Task description »
Please reproduce the entries that follow, keeping each word intact.

_ _ _ _ _

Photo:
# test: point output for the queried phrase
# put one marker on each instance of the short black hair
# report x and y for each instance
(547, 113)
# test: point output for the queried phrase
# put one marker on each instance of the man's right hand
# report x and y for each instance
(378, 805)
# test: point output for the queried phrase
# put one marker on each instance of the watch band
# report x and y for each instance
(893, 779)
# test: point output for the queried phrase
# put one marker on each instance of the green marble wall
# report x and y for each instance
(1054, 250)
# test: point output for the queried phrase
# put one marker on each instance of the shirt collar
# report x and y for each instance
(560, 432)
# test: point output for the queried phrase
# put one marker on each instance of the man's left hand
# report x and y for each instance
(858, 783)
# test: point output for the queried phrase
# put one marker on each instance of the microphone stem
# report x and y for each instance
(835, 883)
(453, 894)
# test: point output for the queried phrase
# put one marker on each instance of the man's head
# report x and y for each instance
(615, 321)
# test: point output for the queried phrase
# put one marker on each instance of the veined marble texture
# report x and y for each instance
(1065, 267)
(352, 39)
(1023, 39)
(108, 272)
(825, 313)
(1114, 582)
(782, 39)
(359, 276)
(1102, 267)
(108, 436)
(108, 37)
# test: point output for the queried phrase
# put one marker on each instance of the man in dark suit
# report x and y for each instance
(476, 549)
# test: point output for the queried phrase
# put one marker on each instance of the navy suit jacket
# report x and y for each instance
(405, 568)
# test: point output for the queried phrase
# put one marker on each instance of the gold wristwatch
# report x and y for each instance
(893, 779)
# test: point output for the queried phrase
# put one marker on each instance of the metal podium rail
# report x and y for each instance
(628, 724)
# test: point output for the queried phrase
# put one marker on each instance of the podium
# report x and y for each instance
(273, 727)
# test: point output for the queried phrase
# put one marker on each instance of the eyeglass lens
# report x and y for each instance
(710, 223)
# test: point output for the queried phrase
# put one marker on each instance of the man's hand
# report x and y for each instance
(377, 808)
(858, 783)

_ _ _ _ _

Output below »
Photo:
# test: point output for the queried phrase
# put one marker on each instance of the short black hair
# report x and y for each instance
(547, 113)
# test: point output for the queried phrase
# put one marker on each instance of the man's right hand
# report x and y for each instance
(378, 805)
# test: point output for the queried phrase
# put one marker on each instance of the watch band
# report x and y for each instance
(893, 779)
# test: point output for the queried phrase
# put one marker on each instance of the green marble wall
# report x and y for each instance
(1054, 250)
# test: point output for the queried phrase
# put one marker on each instance of the shirt collar
# report x and y for each instance
(560, 432)
# test: point output for the queried phrase
# put one marker on each instance of the man's left hand
# report x and y for each instance
(858, 783)
# test: point output for the queried phrase
# put one marker on each instance of the microphone stem
# report x and y for each instance
(835, 883)
(453, 894)
# test: point output for the queried phrase
# put one marker on each instance of the man's head
# report x and y for each instance
(615, 321)
# test: point output for the queried phrase
# put one marker on each instance of the veined marble texture
# report x and y for each instance
(1065, 267)
(352, 39)
(1023, 39)
(108, 272)
(825, 313)
(1114, 582)
(782, 39)
(359, 276)
(1102, 267)
(108, 436)
(108, 37)
# test: point output for the queried phrase
# put one marker on each instance of the man in dark suit
# report x and y for each instance
(476, 549)
# test: point output for the queried phrase
# put one marker on each instance of the navy suit jacket
# report x and y for each instance
(405, 568)
# test: point output for the queried phrase
# put one marker on each instance of the gold wristwatch
# report x and y for each instance
(893, 779)
# test: point output for the queried phrase
# put one marker on each instance of the metal podium rail
# report x and y for each instance
(628, 724)
# test: point output for the queried phrase
# put one marker on each instance of the podium
# report x and y for each instance
(273, 727)
# test: point output for the queried phrase
# put one marker on each instance of the eyeglass lens
# report x and y for each instance
(710, 223)
# test: point output for the queried phrase
# put one marker on each instance of the man's hand
# report x and y for each instance
(377, 808)
(858, 783)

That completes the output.